Stated goal:
Reproduce the data below without any change, from the line containing "the white teeth." through the line containing "(1206, 512)".

Task inputs:
↓
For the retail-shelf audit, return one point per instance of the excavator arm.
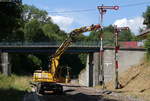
(55, 58)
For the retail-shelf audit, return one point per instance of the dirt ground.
(79, 93)
(135, 82)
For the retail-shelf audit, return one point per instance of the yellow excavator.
(51, 80)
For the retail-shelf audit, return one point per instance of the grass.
(135, 82)
(13, 88)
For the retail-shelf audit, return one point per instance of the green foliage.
(147, 46)
(126, 36)
(146, 16)
(13, 88)
(35, 60)
(10, 21)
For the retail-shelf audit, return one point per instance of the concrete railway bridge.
(127, 57)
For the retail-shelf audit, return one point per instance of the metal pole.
(117, 85)
(101, 66)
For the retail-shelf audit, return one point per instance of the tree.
(10, 16)
(147, 46)
(146, 16)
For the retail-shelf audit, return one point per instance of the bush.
(147, 46)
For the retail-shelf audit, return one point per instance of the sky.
(129, 13)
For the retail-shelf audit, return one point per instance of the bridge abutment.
(86, 77)
(5, 65)
(127, 59)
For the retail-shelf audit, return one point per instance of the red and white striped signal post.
(102, 9)
(117, 30)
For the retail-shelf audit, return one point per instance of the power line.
(74, 11)
(135, 4)
(91, 10)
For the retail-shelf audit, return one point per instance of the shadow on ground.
(72, 97)
(11, 95)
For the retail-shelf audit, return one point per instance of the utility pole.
(117, 30)
(102, 10)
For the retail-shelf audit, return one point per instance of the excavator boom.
(66, 44)
(48, 80)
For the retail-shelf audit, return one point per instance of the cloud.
(63, 22)
(134, 24)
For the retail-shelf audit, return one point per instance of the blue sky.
(126, 16)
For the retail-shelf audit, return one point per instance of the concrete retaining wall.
(127, 59)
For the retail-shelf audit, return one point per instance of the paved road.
(78, 93)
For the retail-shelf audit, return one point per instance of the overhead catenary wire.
(92, 9)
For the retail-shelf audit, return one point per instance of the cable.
(89, 10)
(73, 11)
(135, 4)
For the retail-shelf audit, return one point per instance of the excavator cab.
(50, 80)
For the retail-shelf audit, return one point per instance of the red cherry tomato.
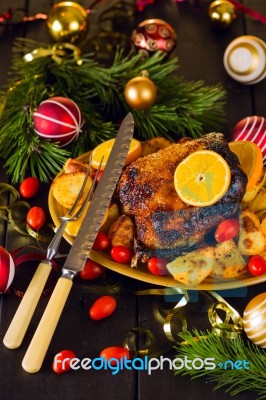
(226, 230)
(29, 187)
(62, 361)
(257, 265)
(157, 266)
(36, 218)
(102, 307)
(92, 270)
(117, 352)
(101, 242)
(121, 254)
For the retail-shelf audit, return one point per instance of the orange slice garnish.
(202, 178)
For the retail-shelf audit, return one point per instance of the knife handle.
(37, 349)
(24, 313)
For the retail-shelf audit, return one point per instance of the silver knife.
(81, 248)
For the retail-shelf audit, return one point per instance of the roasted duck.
(164, 225)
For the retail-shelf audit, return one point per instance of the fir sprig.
(182, 108)
(234, 381)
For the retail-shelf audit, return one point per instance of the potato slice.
(192, 268)
(228, 263)
(249, 196)
(251, 237)
(66, 188)
(259, 202)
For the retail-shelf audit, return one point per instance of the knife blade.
(81, 247)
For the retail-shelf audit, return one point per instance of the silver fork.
(21, 320)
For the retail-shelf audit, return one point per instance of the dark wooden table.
(200, 50)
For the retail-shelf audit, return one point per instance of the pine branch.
(182, 108)
(221, 349)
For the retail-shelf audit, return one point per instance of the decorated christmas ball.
(152, 35)
(252, 129)
(58, 119)
(140, 92)
(7, 269)
(254, 320)
(222, 13)
(67, 22)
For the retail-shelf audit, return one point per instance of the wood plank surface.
(200, 50)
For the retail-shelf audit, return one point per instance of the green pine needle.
(181, 109)
(233, 381)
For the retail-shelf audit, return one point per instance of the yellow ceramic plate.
(142, 273)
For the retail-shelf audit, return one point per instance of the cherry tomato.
(257, 265)
(157, 266)
(36, 218)
(29, 187)
(102, 307)
(92, 270)
(117, 352)
(121, 254)
(101, 242)
(226, 230)
(62, 360)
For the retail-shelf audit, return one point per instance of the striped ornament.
(254, 320)
(58, 119)
(7, 269)
(252, 129)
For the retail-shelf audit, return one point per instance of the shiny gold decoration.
(140, 92)
(67, 22)
(254, 319)
(222, 13)
(231, 326)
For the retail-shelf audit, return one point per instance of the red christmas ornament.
(152, 35)
(58, 119)
(252, 129)
(7, 269)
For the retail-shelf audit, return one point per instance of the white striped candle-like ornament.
(252, 129)
(254, 320)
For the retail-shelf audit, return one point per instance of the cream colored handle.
(37, 349)
(22, 318)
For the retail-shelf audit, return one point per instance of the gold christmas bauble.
(140, 93)
(67, 22)
(254, 320)
(222, 13)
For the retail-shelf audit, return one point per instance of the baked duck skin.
(164, 225)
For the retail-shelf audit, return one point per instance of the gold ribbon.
(58, 52)
(130, 342)
(232, 324)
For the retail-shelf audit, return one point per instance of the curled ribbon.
(58, 52)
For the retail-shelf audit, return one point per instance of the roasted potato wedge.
(121, 232)
(258, 204)
(228, 262)
(251, 237)
(153, 145)
(250, 195)
(66, 188)
(192, 268)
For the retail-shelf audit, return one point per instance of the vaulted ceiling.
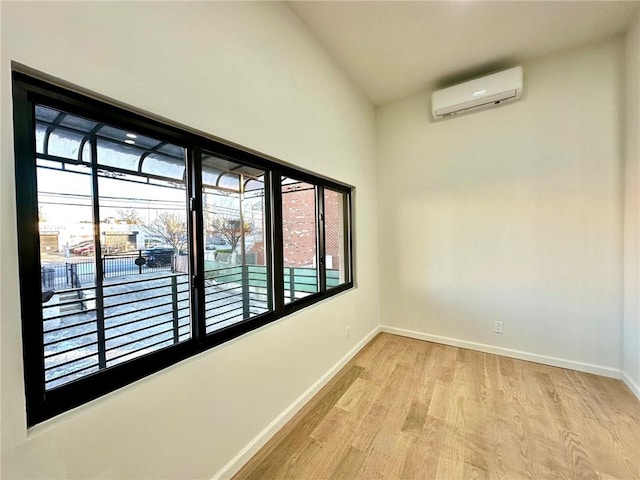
(392, 49)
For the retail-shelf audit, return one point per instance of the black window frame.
(42, 404)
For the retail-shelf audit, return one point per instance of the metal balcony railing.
(141, 313)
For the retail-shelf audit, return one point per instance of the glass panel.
(78, 123)
(64, 143)
(68, 274)
(143, 234)
(164, 166)
(118, 155)
(134, 290)
(335, 239)
(237, 285)
(137, 153)
(46, 114)
(299, 239)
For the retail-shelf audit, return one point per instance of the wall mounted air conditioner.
(478, 94)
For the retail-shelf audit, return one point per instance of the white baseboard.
(507, 352)
(633, 386)
(243, 456)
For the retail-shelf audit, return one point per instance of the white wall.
(512, 214)
(631, 325)
(248, 73)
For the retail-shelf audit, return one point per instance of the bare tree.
(129, 216)
(171, 227)
(230, 228)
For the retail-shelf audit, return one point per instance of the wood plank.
(407, 409)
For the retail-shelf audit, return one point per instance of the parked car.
(85, 250)
(158, 256)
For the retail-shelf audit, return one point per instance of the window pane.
(299, 239)
(103, 308)
(336, 247)
(236, 268)
(68, 278)
(146, 307)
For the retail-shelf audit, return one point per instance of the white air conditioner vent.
(478, 94)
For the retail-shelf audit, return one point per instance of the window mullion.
(196, 252)
(277, 236)
(97, 250)
(28, 249)
(321, 242)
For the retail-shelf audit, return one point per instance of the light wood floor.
(405, 408)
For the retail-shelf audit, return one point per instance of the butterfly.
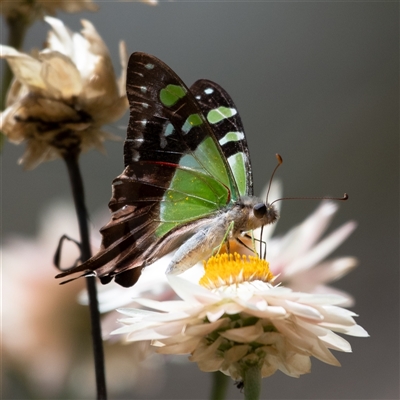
(187, 183)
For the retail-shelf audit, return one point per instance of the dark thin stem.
(220, 386)
(79, 200)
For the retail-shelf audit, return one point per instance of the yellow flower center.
(228, 269)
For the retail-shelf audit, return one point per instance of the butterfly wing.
(177, 176)
(221, 113)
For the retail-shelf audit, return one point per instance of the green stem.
(220, 386)
(79, 200)
(252, 382)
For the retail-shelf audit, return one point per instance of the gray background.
(316, 82)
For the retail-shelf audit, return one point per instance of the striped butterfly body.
(187, 181)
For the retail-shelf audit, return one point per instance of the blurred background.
(317, 82)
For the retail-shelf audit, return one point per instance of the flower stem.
(220, 386)
(252, 382)
(79, 200)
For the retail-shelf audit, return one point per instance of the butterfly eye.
(260, 210)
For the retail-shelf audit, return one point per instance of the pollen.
(229, 269)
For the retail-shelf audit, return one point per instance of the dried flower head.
(238, 318)
(61, 97)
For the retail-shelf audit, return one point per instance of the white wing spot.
(231, 137)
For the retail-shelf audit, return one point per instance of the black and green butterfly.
(187, 181)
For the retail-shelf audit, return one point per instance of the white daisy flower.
(297, 259)
(61, 97)
(237, 318)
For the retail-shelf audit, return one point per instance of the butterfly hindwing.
(182, 167)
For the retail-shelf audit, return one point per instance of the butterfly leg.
(199, 247)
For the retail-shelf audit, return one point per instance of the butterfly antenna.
(280, 161)
(344, 198)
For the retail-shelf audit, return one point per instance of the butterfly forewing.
(178, 173)
(221, 113)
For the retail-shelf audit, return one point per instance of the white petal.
(191, 292)
(321, 250)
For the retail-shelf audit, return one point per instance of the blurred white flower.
(243, 320)
(46, 347)
(61, 97)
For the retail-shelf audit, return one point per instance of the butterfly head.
(265, 213)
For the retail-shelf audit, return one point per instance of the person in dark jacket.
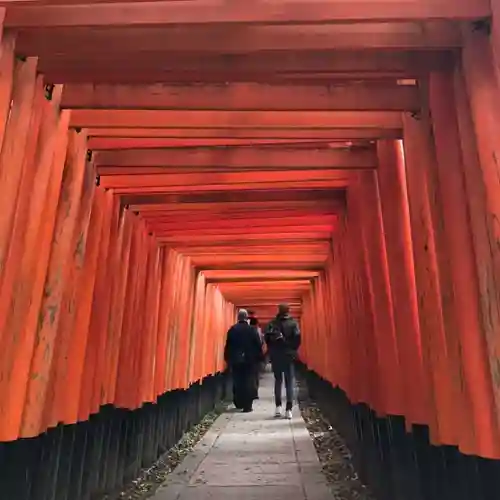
(282, 337)
(242, 353)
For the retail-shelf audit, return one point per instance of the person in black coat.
(282, 337)
(243, 353)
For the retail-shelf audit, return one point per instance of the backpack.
(239, 358)
(276, 333)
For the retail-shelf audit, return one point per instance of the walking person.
(282, 337)
(254, 323)
(242, 353)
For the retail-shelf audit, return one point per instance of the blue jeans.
(283, 369)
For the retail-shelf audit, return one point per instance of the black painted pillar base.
(397, 465)
(86, 460)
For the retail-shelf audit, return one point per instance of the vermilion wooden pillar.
(419, 159)
(478, 392)
(482, 91)
(368, 377)
(495, 35)
(398, 243)
(380, 294)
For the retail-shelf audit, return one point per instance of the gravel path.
(332, 451)
(331, 448)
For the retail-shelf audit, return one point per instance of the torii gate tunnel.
(163, 163)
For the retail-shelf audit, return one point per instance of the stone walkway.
(251, 456)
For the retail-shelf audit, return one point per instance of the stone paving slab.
(251, 456)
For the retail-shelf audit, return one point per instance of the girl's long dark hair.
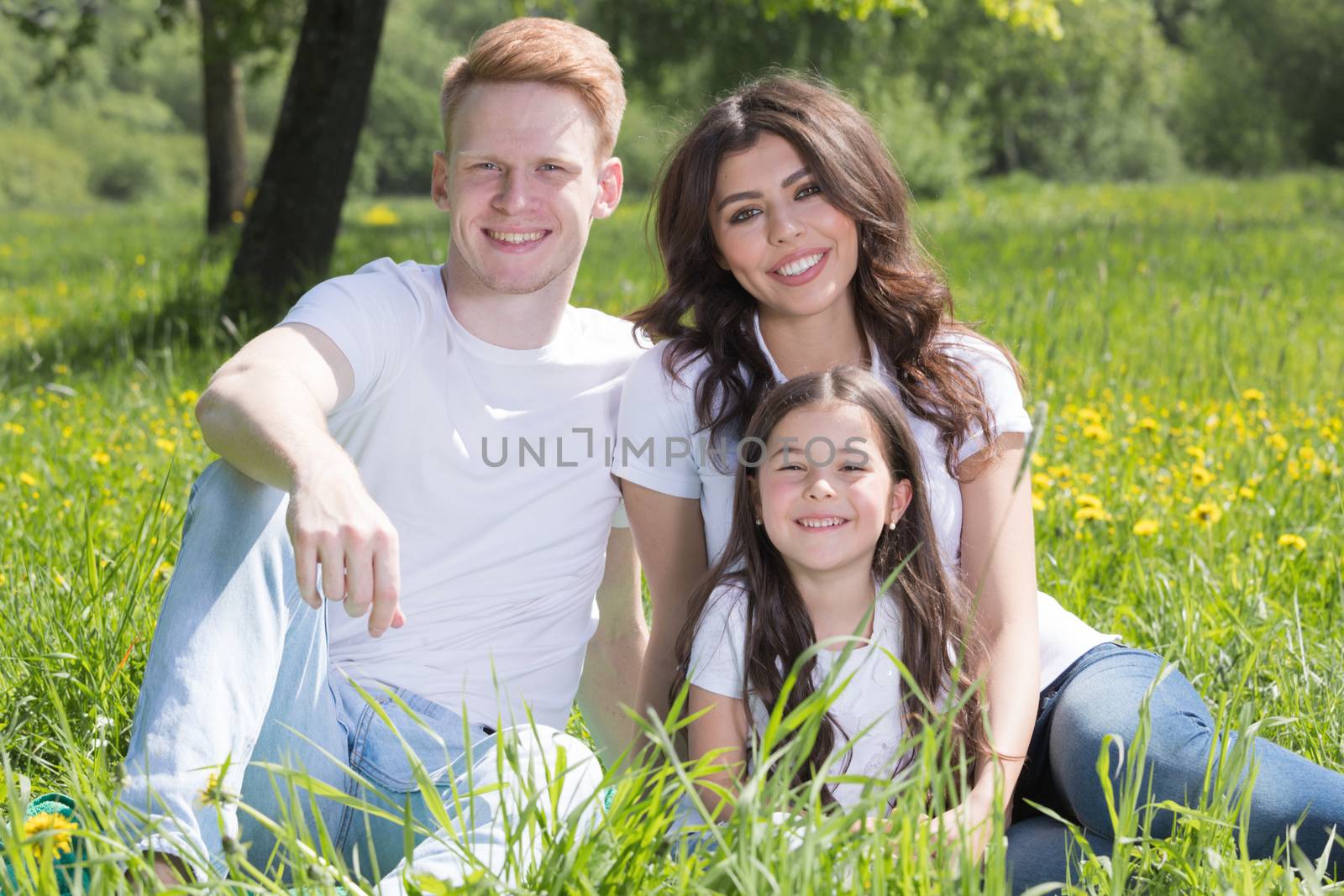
(932, 605)
(900, 300)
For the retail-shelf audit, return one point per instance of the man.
(425, 445)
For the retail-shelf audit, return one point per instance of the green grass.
(1186, 342)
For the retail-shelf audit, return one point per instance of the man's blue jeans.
(239, 672)
(1100, 694)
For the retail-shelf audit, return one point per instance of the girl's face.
(824, 490)
(784, 242)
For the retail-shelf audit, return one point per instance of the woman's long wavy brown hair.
(933, 606)
(900, 300)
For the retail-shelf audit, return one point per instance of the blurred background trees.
(107, 100)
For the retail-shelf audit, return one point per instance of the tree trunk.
(226, 150)
(292, 224)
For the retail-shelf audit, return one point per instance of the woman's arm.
(999, 566)
(669, 537)
(722, 734)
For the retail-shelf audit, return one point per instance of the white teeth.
(793, 269)
(517, 238)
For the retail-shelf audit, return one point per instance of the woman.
(788, 249)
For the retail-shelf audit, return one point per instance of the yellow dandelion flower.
(51, 832)
(1097, 432)
(380, 217)
(1290, 540)
(1206, 512)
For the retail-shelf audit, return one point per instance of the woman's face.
(784, 242)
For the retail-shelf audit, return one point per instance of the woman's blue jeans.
(1100, 694)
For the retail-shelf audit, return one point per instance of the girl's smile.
(824, 492)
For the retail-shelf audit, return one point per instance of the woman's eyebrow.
(756, 194)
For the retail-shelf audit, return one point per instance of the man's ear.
(900, 495)
(438, 183)
(611, 183)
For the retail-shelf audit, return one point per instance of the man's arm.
(265, 411)
(616, 651)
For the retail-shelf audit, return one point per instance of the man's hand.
(336, 526)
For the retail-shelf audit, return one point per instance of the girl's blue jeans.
(1100, 694)
(239, 672)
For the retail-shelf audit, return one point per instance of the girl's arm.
(999, 566)
(669, 537)
(721, 732)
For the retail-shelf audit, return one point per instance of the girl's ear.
(900, 496)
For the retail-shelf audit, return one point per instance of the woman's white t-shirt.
(662, 446)
(867, 710)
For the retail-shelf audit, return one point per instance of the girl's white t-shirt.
(660, 446)
(867, 708)
(492, 465)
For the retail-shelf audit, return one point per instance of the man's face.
(523, 184)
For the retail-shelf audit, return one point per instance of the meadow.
(1183, 347)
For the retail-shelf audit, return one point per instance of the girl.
(784, 233)
(828, 504)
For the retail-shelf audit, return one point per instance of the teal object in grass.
(54, 813)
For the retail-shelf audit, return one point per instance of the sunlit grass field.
(1184, 344)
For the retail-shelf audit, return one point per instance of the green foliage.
(1166, 328)
(39, 170)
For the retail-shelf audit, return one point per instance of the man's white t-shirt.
(867, 710)
(492, 465)
(655, 409)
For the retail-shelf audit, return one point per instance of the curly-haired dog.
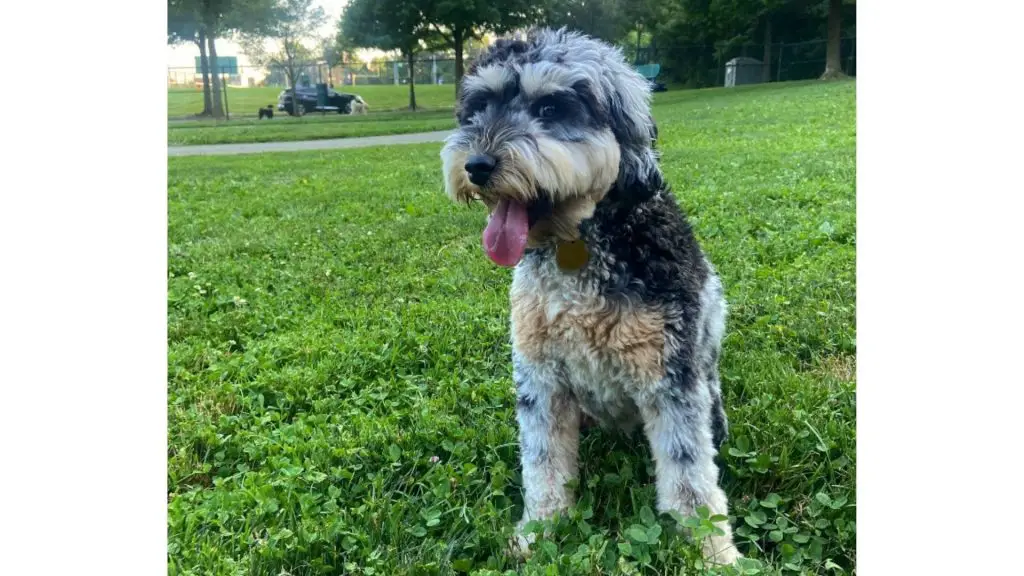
(358, 106)
(616, 314)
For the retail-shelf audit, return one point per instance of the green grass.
(334, 325)
(309, 127)
(245, 101)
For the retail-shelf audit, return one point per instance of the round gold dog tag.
(571, 256)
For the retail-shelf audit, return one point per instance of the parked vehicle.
(307, 99)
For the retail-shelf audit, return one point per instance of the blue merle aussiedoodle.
(615, 313)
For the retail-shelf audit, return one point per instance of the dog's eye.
(549, 108)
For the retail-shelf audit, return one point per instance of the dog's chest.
(607, 350)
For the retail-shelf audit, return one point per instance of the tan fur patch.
(628, 336)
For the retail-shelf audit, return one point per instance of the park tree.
(390, 25)
(834, 64)
(184, 24)
(202, 22)
(291, 26)
(456, 22)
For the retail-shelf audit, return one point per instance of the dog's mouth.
(508, 229)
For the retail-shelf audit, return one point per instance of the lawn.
(245, 101)
(340, 396)
(314, 126)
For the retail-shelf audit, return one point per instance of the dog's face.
(547, 127)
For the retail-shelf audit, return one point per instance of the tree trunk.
(459, 36)
(412, 80)
(834, 65)
(766, 63)
(205, 69)
(297, 109)
(636, 57)
(218, 104)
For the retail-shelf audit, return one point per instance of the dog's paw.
(520, 541)
(519, 545)
(721, 551)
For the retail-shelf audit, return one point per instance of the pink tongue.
(505, 237)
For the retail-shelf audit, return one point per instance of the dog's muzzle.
(479, 167)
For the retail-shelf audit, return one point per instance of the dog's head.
(547, 127)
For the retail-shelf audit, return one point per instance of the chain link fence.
(682, 66)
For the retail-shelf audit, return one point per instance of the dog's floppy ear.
(635, 130)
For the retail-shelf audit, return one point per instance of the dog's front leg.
(549, 440)
(677, 421)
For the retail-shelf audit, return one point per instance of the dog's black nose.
(479, 167)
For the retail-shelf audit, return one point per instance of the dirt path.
(257, 148)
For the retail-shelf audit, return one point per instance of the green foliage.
(340, 397)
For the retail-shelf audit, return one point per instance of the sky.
(184, 55)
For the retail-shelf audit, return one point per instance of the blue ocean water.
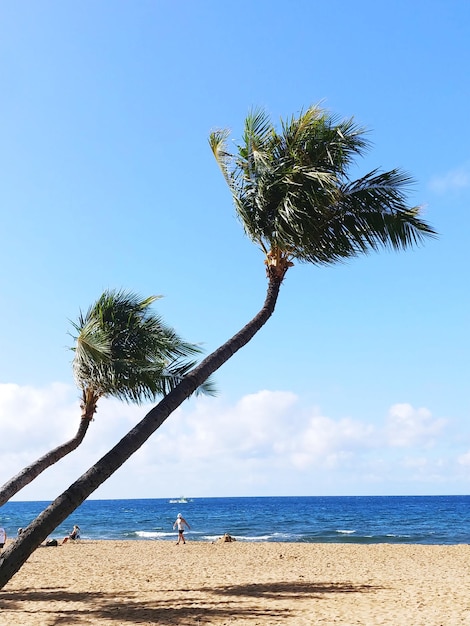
(355, 519)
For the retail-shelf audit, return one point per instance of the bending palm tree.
(124, 351)
(295, 200)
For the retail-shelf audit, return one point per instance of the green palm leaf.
(293, 195)
(124, 350)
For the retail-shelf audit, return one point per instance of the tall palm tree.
(295, 200)
(121, 350)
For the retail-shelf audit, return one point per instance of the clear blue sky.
(359, 383)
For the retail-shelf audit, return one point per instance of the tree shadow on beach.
↑
Answer to the problem:
For the retail-shelf audit, return one point per instance of the white teeth.
(793, 269)
(517, 238)
For the retail-shelf audit, return one point per instance of the woman.
(788, 249)
For the retail-shelf audit, return one point per instance of the yellow dandelion flower.
(51, 832)
(1097, 432)
(380, 217)
(1290, 540)
(1206, 512)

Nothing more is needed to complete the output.